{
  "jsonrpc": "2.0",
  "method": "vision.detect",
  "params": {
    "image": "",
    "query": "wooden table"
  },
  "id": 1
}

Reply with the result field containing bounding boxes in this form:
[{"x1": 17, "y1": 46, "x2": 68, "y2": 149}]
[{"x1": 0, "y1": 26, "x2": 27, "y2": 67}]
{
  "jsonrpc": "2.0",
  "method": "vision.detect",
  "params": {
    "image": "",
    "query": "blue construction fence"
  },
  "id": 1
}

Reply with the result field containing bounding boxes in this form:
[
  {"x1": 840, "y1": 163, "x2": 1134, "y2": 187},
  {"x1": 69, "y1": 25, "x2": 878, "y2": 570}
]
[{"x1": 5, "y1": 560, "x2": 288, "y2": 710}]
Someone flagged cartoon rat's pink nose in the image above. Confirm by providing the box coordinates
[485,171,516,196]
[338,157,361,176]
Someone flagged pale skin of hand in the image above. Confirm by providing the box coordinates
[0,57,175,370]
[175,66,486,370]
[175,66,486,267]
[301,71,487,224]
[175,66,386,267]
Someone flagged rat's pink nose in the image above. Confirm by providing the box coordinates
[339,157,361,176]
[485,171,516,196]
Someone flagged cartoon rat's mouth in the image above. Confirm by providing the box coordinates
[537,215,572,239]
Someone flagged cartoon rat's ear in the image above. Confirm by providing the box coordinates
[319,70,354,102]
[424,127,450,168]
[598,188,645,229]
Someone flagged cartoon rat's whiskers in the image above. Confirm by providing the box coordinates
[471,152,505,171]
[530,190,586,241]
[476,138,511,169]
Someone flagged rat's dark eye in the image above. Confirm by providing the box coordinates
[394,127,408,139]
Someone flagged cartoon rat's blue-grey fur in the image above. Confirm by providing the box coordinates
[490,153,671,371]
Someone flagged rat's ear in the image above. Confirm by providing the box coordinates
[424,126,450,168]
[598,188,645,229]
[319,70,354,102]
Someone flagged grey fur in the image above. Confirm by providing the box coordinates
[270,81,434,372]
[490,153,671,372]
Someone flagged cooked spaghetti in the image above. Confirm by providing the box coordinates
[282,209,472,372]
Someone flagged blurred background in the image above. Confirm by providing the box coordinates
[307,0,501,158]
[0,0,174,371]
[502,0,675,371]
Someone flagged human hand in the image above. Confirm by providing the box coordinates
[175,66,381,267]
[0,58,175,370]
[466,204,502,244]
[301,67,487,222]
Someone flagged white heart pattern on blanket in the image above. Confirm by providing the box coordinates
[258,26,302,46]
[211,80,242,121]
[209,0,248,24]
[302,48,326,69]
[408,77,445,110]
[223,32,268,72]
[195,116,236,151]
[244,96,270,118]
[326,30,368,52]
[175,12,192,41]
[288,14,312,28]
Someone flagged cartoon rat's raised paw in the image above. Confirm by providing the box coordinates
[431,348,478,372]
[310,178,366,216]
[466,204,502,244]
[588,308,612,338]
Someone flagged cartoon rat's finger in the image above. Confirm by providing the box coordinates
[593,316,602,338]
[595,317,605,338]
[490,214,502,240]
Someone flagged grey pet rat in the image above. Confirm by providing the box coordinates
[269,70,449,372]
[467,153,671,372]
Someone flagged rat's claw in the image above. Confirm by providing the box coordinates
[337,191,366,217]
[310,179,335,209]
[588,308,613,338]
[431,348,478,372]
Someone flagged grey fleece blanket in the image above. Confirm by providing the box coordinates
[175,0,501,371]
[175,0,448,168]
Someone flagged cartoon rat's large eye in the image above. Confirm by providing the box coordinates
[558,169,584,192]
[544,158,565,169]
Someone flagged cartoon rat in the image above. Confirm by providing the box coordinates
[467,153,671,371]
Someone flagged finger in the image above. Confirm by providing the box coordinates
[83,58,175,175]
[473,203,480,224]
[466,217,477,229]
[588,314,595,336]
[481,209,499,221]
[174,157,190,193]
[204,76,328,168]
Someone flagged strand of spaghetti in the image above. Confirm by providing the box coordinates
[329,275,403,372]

·····

→ **Challenge**: Reproduce all of the entries above verbatim, line for line, with nothing added or left out.

→ **Answer in full**:
{
  "jsonrpc": "2.0",
  "method": "vision.detect",
  "params": {
    "image": "",
    "query": "wooden table"
  },
  "id": 1
}

Reply with the result field containing bounding boxes in this form:
[{"x1": 17, "y1": 46, "x2": 68, "y2": 149}]
[{"x1": 0, "y1": 26, "x2": 27, "y2": 67}]
{
  "jsonrpc": "2.0",
  "method": "vision.detect",
  "params": {
    "image": "",
    "query": "blue construction fence"
  },
  "id": 1
}

Reply with the result field containing bounding boxes in this form:
[
  {"x1": 840, "y1": 163, "x2": 1134, "y2": 187},
  {"x1": 69, "y1": 25, "x2": 878, "y2": 570}
]
[{"x1": 5, "y1": 560, "x2": 288, "y2": 710}]
Someone flagged cartoon rat's pink nose in the image above. Confirm by providing the box coordinates
[485,171,516,196]
[338,157,361,176]
Someone flagged pale skin of hand in the image above. Confirm by providing the box coordinates
[0,57,175,370]
[175,66,486,370]
[175,66,486,267]
[301,71,487,224]
[175,66,386,267]
Someone flagged rat's pink nose in the image above. Confirm by providing the box coordinates
[339,157,361,176]
[485,171,516,196]
Someone flagged cartoon rat's mouth in the image above. Confirm by providing the box coordinates
[537,215,572,239]
Someone flagged cartoon rat's ear in the image above. Confirm by providing the box coordinates
[319,70,354,102]
[424,127,450,168]
[598,188,645,229]
Someone flagged cartoon rat's whiskers in the image above. Confirm by providing the box coordinates
[471,152,505,171]
[530,190,586,241]
[476,138,511,169]
Someone flagged rat's dark eye in the image above. Confirm by providing the box coordinates
[394,127,408,139]
Someone flagged cartoon rat's blue-grey fur in the image above. Confirm by providing the box coordinates
[490,153,671,371]
Someone flagged rat's ear in the image above. Confirm by providing the box coordinates
[424,126,450,168]
[598,188,645,229]
[319,70,354,102]
Someone flagged grey fur in the image above. Confirm by providing the box coordinates
[270,81,434,372]
[490,153,671,372]
Someone flagged cooked spaghetti in the image above. Confirm by providing the box coordinates
[282,209,472,372]
Someone flagged blurred background in the image above. Confirm by providing the box coordinates
[307,0,501,158]
[0,0,174,371]
[502,0,675,371]
Someone flagged human hand in the image above. Confirm by providing the box coordinates
[175,66,381,267]
[0,58,175,370]
[466,204,502,244]
[301,67,487,222]
Someone flagged white heart pattern on blanket in the image above. Confirm by providing the box coordinates
[258,26,302,46]
[211,80,242,121]
[209,0,248,24]
[302,48,326,69]
[408,77,445,110]
[223,32,268,72]
[195,116,236,151]
[244,96,270,118]
[326,30,368,52]
[175,12,192,41]
[288,14,312,28]
Someone flagged cartoon rat's raised paw in the image above. Confirm by providing the box coordinates
[431,348,478,372]
[310,178,366,216]
[466,204,502,244]
[588,308,612,338]
Someone flagged cartoon rat's finger in the image above. Confirm by providing the box coordinates
[593,316,602,338]
[595,317,605,338]
[490,214,502,240]
Someone flagged grey pet rat in the image above. Confirm by providing the box coordinates
[269,70,449,372]
[467,153,671,372]
Someone flagged rat's claw in the image above. Confirm by providing the box coordinates
[337,191,366,217]
[310,179,335,209]
[588,308,613,338]
[431,348,478,372]
Someone flagged grey fleece blanket in the image above. Confirm by providing the box coordinates
[175,0,501,371]
[175,0,448,168]
Someone flagged cartoon rat's large eye in the image above. Confirm by providing the box coordinates
[558,169,584,192]
[544,158,565,169]
Someone flagged cartoon rat in the image above. Confirm by providing the box coordinates
[467,153,671,371]
Someone flagged finger in the image above. Confirm by providing the box coordinates
[83,58,175,175]
[473,203,480,224]
[466,217,477,229]
[588,314,595,336]
[481,209,499,221]
[174,157,190,193]
[204,76,328,168]
Someone flagged strand of spaghetti in the image above. Confirm by providing the box coordinates
[329,275,403,372]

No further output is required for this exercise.